━━━ Seção do documento

Elizabeth Bishop - Inéditos

Os trabalhos agora revelados em “Edgar Allan Poe & the Jukebox” (Farrar, Straus and Giroux) raramente podem ser considerados poemas completos, e muitas vezes funcionam como registro de observações cotidianas, com variantes de possíveis versos à margem do texto principal. De qualquer modo, há muitas curiosidades para o leitor brasileiro, como as estrofes dedicadas a Carlos Lacerda por ocasião da morte de Getúlio Vargas. Têm por título “Suicídio de um Ditador Moderado”, e dizem, por exemplo, que Os jornais já tinham sido vendidos; as bancas/já estavam fechadas. Mas de qualquer modo, durante a noite/as manchetes se escreveram sozinhas (...) Este é um dia que está bonito também,/e quente e calmo. Às sete da manhã eu vi/os cachorros sendo levados para passear pela praia famosa/como sempre, numa aurora de brilho cinza e verde,/deixando a marca de suas patas na areia úmida./(...)Às oito, dois meninos empinavam pipas.
Nada além de um esboço, talvez, mas pode-se intuir a sugestão de uma indiferença natural diante da história mesmo num evento incomparavelmente traumático como a morte de Getúlio. A beleza esmagadora da paisagem carioca teria o efeito de acentuar a desproporção brasileira entre História e Natureza. De resto, para quem nasceu num país em que vários presidentes foram assassinados, a idéia de um presidente suicida deve ter um componente a mais de estranheza; é nesse sentido que “as manchetes se escreveram por si mesmas”, como que sem intervenção humana.

━━━━━━
━━━ Entradas do conjunto

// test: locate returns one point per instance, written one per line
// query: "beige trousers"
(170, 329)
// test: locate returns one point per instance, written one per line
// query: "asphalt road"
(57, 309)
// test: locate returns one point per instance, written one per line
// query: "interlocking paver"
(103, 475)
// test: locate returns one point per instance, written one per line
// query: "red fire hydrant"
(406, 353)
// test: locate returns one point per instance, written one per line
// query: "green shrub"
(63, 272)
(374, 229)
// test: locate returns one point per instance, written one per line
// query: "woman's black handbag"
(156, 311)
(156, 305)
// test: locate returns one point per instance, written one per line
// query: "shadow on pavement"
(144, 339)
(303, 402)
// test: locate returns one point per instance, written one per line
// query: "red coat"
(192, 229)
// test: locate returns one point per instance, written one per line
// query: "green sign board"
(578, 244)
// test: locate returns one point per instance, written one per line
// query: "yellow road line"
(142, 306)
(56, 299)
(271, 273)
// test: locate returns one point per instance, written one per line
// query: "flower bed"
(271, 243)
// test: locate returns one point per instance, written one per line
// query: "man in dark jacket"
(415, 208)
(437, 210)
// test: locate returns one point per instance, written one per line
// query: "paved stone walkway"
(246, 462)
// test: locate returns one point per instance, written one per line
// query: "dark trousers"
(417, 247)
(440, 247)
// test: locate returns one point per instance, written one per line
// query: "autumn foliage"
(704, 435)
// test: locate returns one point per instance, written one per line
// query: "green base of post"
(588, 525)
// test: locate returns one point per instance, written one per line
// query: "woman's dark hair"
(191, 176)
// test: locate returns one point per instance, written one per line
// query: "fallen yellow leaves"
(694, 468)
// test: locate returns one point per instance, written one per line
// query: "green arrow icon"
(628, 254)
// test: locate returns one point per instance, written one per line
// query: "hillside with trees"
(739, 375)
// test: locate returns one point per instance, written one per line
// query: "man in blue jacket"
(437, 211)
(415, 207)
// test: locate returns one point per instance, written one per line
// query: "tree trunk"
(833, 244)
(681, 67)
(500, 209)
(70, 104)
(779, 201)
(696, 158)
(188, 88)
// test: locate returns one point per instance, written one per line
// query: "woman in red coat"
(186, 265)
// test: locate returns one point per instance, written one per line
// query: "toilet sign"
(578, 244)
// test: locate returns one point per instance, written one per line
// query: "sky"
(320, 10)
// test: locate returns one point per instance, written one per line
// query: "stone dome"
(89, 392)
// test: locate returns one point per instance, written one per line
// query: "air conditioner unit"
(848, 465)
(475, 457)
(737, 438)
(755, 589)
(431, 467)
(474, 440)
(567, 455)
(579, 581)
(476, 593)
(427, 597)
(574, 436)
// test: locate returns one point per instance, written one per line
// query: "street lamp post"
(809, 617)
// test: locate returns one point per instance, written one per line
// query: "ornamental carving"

━━━━━━

Tarefas a cumprir
• 1. Na seção do documento, reescreva o trecho que vai de "Nada além de" até "sem intervenção humana.", inclusive, substituindo "esboço" por "rascunho".
• 2. Segundo a seção do documento, qual é o título das estrofes dedicadas a Carlos Lacerda?

Respostas
• 1.
Nada além de um rascunho, talvez, mas pode-se intuir a sugestão de uma indiferença natural diante da história mesmo num evento incomparavelmente traumático como a morte de Getúlio. A beleza esmagadora da paisagem carioca teria o efeito de acentuar a desproporção brasileira entre História e Natureza. De resto, para quem nasceu num país em que vários presidentes foram assassinados, a idéia de um presidente suicida deve ter um componente a mais de estranheza; é nesse sentido que “as manchetes se escreveram por si mesmas”, como que sem intervenção humana.

• 2. “Suicídio de um Ditador Moderado”.